* [Exercise brief] Take the line that contains "Indicate a point per instance of the black front" and each line after it in the material below, and transcribe them exactly, stopping at the end.

Position annotation records
══════════

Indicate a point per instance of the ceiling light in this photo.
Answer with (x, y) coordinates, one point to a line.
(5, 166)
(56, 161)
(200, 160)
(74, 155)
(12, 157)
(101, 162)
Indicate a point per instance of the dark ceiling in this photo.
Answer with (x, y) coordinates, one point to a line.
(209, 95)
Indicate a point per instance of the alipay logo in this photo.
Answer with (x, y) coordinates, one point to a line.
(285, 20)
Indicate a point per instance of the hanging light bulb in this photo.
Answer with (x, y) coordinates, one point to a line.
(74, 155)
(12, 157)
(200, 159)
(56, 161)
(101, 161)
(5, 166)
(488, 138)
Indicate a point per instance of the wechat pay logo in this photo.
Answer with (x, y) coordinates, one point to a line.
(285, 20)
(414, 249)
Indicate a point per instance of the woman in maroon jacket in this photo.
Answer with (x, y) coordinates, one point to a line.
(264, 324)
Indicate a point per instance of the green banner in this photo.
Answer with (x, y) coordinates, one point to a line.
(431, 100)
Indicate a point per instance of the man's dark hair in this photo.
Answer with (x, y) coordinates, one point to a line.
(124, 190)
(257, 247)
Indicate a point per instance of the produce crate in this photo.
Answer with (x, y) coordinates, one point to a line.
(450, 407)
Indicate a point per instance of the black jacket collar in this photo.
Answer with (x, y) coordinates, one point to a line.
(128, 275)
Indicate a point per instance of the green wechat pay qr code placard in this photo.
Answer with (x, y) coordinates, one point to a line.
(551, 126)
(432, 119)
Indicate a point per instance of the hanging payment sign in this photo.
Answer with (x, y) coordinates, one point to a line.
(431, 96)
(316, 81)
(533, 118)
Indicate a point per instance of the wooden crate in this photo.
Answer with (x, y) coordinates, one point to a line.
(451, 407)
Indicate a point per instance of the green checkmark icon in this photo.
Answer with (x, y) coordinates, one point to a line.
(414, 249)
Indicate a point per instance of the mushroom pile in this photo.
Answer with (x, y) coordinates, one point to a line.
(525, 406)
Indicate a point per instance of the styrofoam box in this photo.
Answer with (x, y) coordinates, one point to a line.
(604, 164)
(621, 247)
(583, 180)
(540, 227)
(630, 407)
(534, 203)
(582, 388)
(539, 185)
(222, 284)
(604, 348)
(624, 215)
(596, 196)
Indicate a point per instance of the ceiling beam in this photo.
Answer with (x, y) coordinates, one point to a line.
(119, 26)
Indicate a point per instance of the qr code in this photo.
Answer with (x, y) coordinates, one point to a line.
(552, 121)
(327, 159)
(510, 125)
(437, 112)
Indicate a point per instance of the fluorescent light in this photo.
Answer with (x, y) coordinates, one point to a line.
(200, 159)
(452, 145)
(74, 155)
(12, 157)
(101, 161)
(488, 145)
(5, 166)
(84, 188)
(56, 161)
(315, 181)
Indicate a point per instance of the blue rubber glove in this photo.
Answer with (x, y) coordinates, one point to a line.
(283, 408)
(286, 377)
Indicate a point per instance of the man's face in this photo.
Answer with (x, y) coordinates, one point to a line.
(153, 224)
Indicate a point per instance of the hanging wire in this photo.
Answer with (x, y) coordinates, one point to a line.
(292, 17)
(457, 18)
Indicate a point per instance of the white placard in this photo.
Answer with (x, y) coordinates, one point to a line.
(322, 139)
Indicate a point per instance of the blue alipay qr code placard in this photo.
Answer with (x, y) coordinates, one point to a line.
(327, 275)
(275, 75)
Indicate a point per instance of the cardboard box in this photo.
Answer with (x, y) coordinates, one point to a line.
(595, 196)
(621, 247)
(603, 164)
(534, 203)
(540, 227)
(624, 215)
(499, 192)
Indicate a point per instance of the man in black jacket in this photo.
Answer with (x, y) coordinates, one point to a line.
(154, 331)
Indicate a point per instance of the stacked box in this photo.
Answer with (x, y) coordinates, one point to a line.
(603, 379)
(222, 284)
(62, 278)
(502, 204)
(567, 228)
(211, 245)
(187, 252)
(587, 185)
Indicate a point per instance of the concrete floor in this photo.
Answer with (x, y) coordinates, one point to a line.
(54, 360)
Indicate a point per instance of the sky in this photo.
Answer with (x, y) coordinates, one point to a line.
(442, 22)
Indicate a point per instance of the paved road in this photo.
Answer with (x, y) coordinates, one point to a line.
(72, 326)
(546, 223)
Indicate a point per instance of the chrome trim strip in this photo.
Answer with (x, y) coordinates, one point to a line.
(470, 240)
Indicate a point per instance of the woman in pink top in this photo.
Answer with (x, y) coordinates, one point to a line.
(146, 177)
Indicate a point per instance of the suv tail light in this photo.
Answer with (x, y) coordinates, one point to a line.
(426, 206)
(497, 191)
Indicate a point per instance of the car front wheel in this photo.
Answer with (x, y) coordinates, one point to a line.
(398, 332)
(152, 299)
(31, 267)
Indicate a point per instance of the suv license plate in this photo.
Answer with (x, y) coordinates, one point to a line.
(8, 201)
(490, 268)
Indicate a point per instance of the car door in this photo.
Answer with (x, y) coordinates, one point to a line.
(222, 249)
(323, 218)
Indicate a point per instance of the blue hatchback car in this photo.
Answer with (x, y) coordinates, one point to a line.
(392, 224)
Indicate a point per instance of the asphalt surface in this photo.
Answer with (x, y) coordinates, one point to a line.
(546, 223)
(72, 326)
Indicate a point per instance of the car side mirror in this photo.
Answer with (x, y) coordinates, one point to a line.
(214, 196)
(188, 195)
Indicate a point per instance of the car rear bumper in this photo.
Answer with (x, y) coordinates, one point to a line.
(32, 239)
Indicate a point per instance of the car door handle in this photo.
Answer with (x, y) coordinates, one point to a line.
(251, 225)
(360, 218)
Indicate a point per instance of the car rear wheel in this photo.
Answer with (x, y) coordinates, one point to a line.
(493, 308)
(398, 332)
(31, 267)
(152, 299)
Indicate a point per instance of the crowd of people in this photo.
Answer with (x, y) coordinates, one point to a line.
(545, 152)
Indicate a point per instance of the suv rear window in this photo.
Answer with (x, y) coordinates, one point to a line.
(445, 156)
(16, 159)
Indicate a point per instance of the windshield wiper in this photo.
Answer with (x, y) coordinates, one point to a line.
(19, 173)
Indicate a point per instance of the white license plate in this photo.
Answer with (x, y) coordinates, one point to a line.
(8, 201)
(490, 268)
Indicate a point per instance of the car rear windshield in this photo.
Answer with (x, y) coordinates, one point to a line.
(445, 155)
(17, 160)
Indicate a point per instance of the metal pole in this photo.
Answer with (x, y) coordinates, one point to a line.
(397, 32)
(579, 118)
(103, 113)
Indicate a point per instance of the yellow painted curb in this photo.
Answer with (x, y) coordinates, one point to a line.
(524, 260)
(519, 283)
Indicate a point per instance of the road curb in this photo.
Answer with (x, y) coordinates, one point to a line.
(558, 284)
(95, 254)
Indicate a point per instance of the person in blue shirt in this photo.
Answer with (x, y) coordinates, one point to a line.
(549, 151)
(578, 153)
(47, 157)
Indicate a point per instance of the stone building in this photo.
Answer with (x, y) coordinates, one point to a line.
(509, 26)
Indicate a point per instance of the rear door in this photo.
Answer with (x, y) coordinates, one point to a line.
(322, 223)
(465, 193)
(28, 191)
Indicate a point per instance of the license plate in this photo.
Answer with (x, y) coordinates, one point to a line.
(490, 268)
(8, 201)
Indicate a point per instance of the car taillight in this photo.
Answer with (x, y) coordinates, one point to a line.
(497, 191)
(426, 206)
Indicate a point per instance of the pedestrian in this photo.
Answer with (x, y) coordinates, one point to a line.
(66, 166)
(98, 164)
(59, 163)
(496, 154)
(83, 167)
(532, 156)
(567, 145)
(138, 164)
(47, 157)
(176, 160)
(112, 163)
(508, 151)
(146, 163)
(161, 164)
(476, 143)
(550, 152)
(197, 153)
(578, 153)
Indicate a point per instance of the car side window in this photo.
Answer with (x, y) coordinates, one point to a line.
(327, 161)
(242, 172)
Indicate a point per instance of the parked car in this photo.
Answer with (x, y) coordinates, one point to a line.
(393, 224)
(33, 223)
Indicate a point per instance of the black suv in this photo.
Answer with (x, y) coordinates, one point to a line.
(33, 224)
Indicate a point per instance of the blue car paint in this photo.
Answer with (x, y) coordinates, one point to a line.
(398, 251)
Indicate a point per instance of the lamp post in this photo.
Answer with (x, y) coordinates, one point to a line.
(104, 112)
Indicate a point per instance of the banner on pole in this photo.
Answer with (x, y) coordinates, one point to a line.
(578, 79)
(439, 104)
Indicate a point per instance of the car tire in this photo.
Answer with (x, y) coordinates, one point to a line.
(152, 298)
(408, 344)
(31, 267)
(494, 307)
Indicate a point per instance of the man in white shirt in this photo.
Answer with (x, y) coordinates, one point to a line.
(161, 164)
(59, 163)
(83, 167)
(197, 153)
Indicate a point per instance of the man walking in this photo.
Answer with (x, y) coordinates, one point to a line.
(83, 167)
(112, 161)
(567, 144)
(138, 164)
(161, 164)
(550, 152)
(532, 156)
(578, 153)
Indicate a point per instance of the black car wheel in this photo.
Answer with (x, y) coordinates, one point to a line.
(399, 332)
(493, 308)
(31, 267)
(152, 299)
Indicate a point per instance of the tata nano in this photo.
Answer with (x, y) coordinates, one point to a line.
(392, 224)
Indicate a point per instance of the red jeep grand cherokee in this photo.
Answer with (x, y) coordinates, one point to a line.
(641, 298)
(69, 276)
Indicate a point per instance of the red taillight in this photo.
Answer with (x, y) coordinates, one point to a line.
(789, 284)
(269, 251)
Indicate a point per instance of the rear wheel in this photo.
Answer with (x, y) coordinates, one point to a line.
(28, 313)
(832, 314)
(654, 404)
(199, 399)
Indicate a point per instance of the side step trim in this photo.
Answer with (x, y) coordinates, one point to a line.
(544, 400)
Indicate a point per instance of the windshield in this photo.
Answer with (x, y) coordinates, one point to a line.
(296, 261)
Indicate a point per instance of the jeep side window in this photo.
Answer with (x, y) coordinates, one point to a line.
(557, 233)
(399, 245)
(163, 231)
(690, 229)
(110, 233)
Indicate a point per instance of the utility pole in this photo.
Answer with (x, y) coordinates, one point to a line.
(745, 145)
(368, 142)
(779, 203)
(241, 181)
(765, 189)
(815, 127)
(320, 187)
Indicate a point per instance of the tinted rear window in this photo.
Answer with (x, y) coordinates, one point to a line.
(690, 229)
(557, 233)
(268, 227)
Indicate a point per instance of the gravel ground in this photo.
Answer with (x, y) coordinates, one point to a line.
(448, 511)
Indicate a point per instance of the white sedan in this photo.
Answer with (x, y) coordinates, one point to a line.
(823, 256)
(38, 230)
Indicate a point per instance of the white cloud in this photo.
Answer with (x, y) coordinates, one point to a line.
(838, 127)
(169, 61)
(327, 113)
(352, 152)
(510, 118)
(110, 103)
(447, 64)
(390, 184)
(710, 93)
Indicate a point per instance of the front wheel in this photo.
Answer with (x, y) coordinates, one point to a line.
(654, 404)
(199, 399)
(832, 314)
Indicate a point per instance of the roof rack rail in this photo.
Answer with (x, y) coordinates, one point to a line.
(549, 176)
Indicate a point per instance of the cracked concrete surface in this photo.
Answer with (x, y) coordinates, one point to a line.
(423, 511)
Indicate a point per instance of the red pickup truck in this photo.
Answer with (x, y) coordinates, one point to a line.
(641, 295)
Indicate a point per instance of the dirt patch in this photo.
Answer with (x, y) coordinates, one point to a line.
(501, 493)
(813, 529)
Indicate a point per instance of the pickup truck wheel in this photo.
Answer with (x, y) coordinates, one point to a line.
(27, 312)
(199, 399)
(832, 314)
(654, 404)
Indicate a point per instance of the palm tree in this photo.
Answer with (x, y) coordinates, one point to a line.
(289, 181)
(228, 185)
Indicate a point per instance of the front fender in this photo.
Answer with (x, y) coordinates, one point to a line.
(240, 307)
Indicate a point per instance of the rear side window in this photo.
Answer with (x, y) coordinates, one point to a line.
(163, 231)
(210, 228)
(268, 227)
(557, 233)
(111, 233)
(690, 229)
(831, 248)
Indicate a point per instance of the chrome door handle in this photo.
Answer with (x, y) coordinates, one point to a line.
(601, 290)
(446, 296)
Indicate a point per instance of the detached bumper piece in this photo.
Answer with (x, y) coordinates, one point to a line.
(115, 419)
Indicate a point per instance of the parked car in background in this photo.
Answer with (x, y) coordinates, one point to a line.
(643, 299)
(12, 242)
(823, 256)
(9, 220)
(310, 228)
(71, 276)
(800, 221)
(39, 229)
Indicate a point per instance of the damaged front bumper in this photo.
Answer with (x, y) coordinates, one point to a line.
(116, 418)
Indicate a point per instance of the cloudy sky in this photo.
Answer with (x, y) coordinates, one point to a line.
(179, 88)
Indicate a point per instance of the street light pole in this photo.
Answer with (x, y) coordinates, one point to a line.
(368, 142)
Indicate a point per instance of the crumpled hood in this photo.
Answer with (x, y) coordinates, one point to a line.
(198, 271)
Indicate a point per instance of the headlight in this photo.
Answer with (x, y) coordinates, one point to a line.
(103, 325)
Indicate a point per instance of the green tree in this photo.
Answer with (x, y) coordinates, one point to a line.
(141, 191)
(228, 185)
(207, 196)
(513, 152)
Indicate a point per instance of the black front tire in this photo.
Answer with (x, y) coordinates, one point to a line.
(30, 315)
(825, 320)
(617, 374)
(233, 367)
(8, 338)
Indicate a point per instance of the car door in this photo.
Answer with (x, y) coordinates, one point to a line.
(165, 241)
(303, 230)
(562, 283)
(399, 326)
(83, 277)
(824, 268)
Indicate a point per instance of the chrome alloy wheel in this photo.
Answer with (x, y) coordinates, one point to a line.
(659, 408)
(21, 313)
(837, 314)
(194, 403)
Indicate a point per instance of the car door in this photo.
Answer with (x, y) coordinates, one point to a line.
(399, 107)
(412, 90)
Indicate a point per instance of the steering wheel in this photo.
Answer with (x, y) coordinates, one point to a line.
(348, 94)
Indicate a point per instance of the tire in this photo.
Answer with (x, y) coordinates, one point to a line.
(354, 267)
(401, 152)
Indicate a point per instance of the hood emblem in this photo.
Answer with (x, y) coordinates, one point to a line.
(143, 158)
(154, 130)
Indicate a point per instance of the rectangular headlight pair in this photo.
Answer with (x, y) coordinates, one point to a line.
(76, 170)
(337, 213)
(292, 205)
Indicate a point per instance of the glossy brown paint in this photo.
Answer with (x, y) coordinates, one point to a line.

══════════

* [Answer for the task]
Indicate a point per instance of the black front tire in this photo.
Answer with (x, y) coordinates, one point to a line.
(30, 315)
(825, 320)
(617, 374)
(233, 367)
(8, 338)
Indicate a point per instance of the car door in this photo.
Answer with (x, y) coordinates, one point to a line.
(165, 241)
(303, 230)
(562, 283)
(399, 326)
(83, 277)
(824, 268)
Indicate a point per instance of the chrome alloy wheel in this photo.
Answer with (x, y) coordinates, one point to a line.
(659, 408)
(21, 313)
(837, 314)
(194, 403)
Indicate a point per instance of the car door in this photo.
Answer with (x, y) coordinates, one point to a line.
(399, 107)
(412, 90)
Indicate a point per instance of the steering wheel in this photo.
Answer with (x, y) coordinates, one point to a line.
(348, 94)
Indicate a point per instance of the tire in this photo.
Answer with (x, y) coordinates, one point to a line.
(354, 267)
(401, 152)
Indicate a point per instance of the hood emblem in this photo.
Answer with (x, y) coordinates, one point to a line.
(143, 158)
(154, 130)
Indicate a point per instance of the rectangular headlight pair in this photo.
Answer with (x, y) coordinates, one point to a line.
(76, 170)
(337, 213)
(292, 205)
Indicate a point per instance of the glossy brown paint in this photo.
Answer with (x, y) coordinates, one point to a line.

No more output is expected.